**Extract:**
If China's anti-monopoly regulations follow international norms, it would not affect Swiss companies too much, the head of the nonprofit organization Swiss Center Shanghai said.
Managing Director Nicolas Musy of the center said that almost all the Swiss companies active in China are also active in other key markets including the United States.
Musy said that the Swiss companies will not be affected much if China complies with international anti-monopoly practices.
His words follow various companies coming under the spotlight in recent months as China intensifies its efforts to crack down on monopolies.
Chinese authorities have said the law is being applied to both domestic and foreign firms, with the aim of protecting consumers.
China and Switzerland have seen a decade of growth in bilateral trade and investment. Many well-known Swiss companies, such as food and beverage company Nestle, pharmaceutical company Novartis AG, and elevator and escalator manufacturer Schindler Group, have set up production and research and development centers in China.
Musy also revealed that Swiss companies remain the most confident about their businesses in China in the next five years, and almost two-thirds of Swiss companies plan to increase investments in the country.
Sales and profits of Swiss companies in China have continued to grow this year. Expectations of annual profit increase have more than doubled since 2012, according to the Business in China 2014 survey recently conducted by the Swiss Center Shanghai and the China Europe International Business School.
"In 2014, Swiss firms in China expect, on average, a 5.6 percent growth in profit, up from 3.5 percent in 2013 and 2.6 percent in 2012," said Musy.
"Swiss and European SMEs in China are now more than ever seeing higher percentages of global sales generated in China," said Musy.
In the survey, companies with less than 300 employees worldwide were counted as SMEs. "On average, all companies see their sales and profits improving in 2014," Musy said. "Respondents from SMEs see their profits increasing significantly faster than their colleagues from larger firms."
The Business in China 2014 survey is based on the responses from more than 1,000 companies and is the only survey that collect responses from Chinese as well as foreign companies in China. The survey had responses from 104 Swiss firms in China.
"A possible reason for the strong success of SMEs is probably an environment that has a lower level of competition," Musy said.
"This lower level of competition and challenges could well be due to the SMEs' very nature of doing business: focusing on niches."
Based on the profit and revenue picture, 64 percent of the Swiss companies plan to increase investment in China in 2014 and more than half of them consider China among the top three investment destinations, the survey found.
The key management challenge for international companies in China remains finding and retaining human resources, Musy said.
Lack of understanding and support from the head offices is the second most important management challenge for international companies and an issue for 30 percent of them.
The survey also found that international companies in China now perceive local private players as their greatest competitors, a marked shift from the past years when respondents said international companies posed the greatest competition.
Founded in 2000, Swiss Center Shanghai is the largest cluster of Swiss businesses in Asia, with experience in business setup, expansion and operations management.

**Exercises:**
**1.** In the article, how many Swiss firms responded to the Business in China 2014 survey?
**2.** Does each statement agree with the article? Answer yes or no for each and quote the deciding words. (a) The survey counted companies with fewer than 300 employees worldwide as SMEs. (b) Swiss Center Shanghai was founded in 2012. (c) Lack of understanding and support from head offices is an issue for 30 percent of international companies in China.

Point localization data:
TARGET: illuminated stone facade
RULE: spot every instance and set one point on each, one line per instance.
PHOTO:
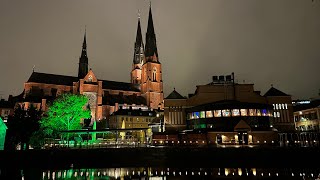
(145, 90)
(307, 116)
(228, 112)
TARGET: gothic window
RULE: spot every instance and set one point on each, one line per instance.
(90, 78)
(154, 74)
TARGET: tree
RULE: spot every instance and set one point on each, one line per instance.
(21, 126)
(65, 114)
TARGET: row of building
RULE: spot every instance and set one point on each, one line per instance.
(228, 112)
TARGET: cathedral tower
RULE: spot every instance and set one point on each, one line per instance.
(83, 60)
(138, 57)
(151, 79)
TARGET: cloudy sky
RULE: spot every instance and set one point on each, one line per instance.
(262, 41)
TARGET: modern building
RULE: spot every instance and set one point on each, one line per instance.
(136, 121)
(6, 109)
(228, 112)
(145, 90)
(307, 115)
(282, 109)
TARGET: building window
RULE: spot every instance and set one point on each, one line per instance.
(258, 112)
(264, 112)
(195, 115)
(90, 78)
(235, 112)
(226, 113)
(252, 112)
(243, 112)
(217, 113)
(209, 114)
(202, 114)
(154, 74)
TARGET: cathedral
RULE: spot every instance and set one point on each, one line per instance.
(144, 92)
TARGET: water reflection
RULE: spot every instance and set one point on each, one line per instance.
(162, 173)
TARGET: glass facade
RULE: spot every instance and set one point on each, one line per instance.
(229, 113)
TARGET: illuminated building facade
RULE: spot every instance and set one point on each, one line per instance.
(134, 119)
(6, 109)
(229, 112)
(307, 116)
(145, 90)
(282, 109)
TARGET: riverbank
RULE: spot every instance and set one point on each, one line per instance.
(184, 157)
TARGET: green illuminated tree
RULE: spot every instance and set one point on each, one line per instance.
(65, 113)
(21, 126)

**Solutions by task:**
**1.** 104 Swiss firms.

**2.**
(a) Yes: "companies with less than 300 employees worldwide were counted as SMEs"
(b) No: "Founded in 2000, Swiss Center Shanghai is the largest cluster of Swiss businesses in Asia"
(c) Yes: "an issue for 30 percent of them"